**Written problem:** Swap every "soccer player" in the listing below for "football player", and reproduce the rest of the lines unchanged.
### Dataset excerpts
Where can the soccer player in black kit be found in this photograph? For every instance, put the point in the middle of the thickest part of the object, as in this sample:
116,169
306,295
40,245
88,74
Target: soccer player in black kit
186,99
######
**The result:**
Where can the football player in black kit be found in this photograph? For every instance, put the point in the middle of the thickest part of the object, as in this sample:
116,169
306,295
40,245
88,74
Target: football player in black kit
186,99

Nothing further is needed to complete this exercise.